__PROBLEMS AND TASKS__.
1. List every person named in the piece on Cuba.
2. Write out the stretch of the piece on Cuba from "Professor Cristina Venegas, professor" through "their wonderful island.".

__PROVIDED TEXT__.
_ _ _
Cuba is ready to transition

Instead of an article or news report, today I would like to speak from personal experience about the Caribbean island of Cuba. Some see it as part of Central America, emphasizing its nature and position in the Caribbean basin or greater Caribbean. 

Certainly, no Central American is indifferent to what does or does not happen on the island of Cuba. I have twice had the opportunity to be in Cuba – Havana and its beautiful neighborhoods, the house of the great poet Dulce María Loináz. And the famous film and television school in San Antonio de los Baños, one of the places where the uprising/revolt of last July had more force, and where apparently everything began. 

Professor Cristina Venegas, professor of television and New Media at UCLA, published a study when we were just entering this new era of the Internet revolution, wondering if New Media could be the end of Fidel Castro. It was a question that we were pondering as well — both because we were involved in the study of New Media, and because we wondered what might happen in Cuba. But Fidel Castro died, and everything still seemed to indicate that not even the Internet with its communication revolution was going to make a dent in the Cuban system and its government. However, little by little, ordinary Cubans have begun not only to connect with the rest of the world, but also to realize that the world is a little bigger than their wonderful island.
_ _ _
__DATASET ENTRIES__.
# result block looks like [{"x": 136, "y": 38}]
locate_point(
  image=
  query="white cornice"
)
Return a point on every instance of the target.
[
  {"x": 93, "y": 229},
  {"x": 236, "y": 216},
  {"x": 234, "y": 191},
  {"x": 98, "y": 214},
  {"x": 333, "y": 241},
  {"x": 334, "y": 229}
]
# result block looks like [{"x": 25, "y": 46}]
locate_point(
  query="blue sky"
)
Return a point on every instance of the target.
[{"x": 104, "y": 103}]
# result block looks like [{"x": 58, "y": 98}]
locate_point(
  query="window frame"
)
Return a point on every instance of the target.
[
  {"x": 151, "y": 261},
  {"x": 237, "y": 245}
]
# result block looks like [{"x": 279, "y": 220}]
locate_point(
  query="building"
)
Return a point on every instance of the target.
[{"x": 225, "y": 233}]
_ _ _
__ANSWERS IN ORDER__.
1.
Dulce María Loináz
Cristina Venegas
Fidel Castro

2.
Professor Cristina Venegas, professor of television and New Media at UCLA, published a study when we were just entering this new era of the Internet revolution, wondering if New Media could be the end of Fidel Castro. It was a question that we were pondering as well — both because we were involved in the study of New Media, and because we wondered what might happen in Cuba. But Fidel Castro died, and everything still seemed to indicate that not even the Internet with its communication revolution was going to make a dent in the Cuban system and its government. However, little by little, ordinary Cubans have begun not only to connect with the rest of the world, but also to realize that the world is a little bigger than their wonderful island.